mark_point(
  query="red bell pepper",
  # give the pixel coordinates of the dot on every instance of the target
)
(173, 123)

○ ○ ○ ○

### Problem to solve
Copy all of the data above line for line, changing only the answer coordinates, each of which must be offset by adding 30.

### Task result
mark_point(
  query="red bell pepper",
  # give the pixel coordinates of the dot on every instance of the target
)
(203, 153)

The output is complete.